Chicago “Your talk made me uncomfortable,” confessed Terry, with a pained expression on his face, “I know what I need to do – I need to develop better relationships with the CPAs I’ve been targeting, but they’re swamped in the weeks leading up to April 15th.”
Terry’s on point. Many CPAs, like mine run flat out, working evenings and weekends until April 15th. They are tired, stressed, and fully aware that it’s spring every time they glance out a window. As I explained to Terry, we’ve seen advisors use the time before this major tax deadline frenzy to set the stage for strengthening, developing, or initiating (depending on the current status) CPA relationships.
What got Terry most uncomfortable was when I asked for a show of hands from the financial advisors in the audience who have met with the CPAs of each of their top 25 clients. Only a few hands were raised out of a group of 100 plus financial advisors. I’ll state here what I told that group; You should meet with every CPA of your top 25 clients. After all, you are both professionals servicing the same client.
So here’s the simple 3-step process I shared with Terry. It’s been used with great success by financial advisors in building successful referral alliances with CPAs.

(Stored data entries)

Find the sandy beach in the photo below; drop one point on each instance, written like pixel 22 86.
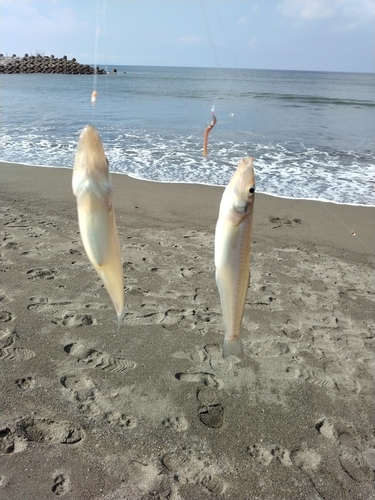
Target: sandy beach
pixel 155 412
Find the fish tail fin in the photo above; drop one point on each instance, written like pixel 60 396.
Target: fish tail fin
pixel 232 347
pixel 120 317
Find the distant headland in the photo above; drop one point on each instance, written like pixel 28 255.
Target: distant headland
pixel 45 64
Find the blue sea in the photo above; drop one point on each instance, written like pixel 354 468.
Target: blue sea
pixel 312 134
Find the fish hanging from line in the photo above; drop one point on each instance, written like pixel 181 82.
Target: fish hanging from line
pixel 92 186
pixel 206 132
pixel 232 252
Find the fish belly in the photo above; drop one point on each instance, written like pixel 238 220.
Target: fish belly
pixel 232 260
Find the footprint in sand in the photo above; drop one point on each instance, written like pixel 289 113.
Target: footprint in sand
pixel 284 221
pixel 193 468
pixel 60 313
pixel 25 382
pixel 11 442
pixel 120 419
pixel 178 423
pixel 97 359
pixel 10 353
pixel 40 273
pixel 82 392
pixel 207 379
pixel 42 430
pixel 303 458
pixel 61 484
pixel 357 460
pixel 211 411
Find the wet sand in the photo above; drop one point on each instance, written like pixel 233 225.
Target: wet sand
pixel 155 412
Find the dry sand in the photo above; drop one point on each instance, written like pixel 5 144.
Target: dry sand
pixel 155 412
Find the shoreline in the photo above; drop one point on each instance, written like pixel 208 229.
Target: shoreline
pixel 330 222
pixel 194 184
pixel 155 411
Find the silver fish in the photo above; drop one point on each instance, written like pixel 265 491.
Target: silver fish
pixel 92 186
pixel 232 252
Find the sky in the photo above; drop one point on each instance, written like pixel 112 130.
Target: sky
pixel 316 35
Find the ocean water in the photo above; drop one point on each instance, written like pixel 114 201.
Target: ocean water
pixel 312 134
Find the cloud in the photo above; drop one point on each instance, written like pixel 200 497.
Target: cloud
pixel 344 15
pixel 49 16
pixel 192 39
pixel 252 43
pixel 307 10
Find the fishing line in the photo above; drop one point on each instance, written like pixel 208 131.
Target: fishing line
pixel 352 232
pixel 100 15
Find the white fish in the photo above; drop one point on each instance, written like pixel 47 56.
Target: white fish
pixel 93 189
pixel 232 252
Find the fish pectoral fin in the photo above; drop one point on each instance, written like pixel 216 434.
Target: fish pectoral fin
pixel 233 347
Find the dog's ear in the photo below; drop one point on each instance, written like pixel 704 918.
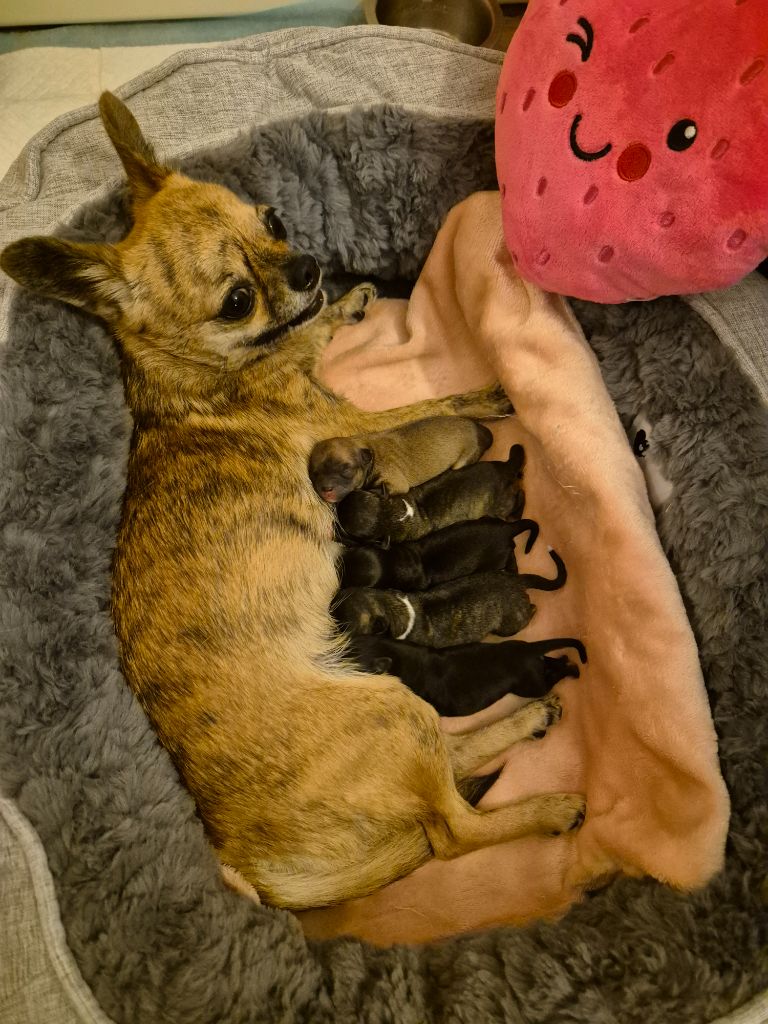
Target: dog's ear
pixel 145 174
pixel 83 274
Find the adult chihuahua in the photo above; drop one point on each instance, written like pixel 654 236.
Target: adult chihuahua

- **Work to do**
Repeat the passage on building ties with CPAs word for word, from "Terry’s on point." up to and including "status) CPA relationships.".

- **Expected answer**
Terry’s on point. Many CPAs, like mine run flat out, working evenings and weekends until April 15th. They are tired, stressed, and fully aware that it’s spring every time they glance out a window. As I explained to Terry, we’ve seen advisors use the time before this major tax deadline frenzy to set the stage for strengthening, developing, or initiating (depending on the current status) CPA relationships.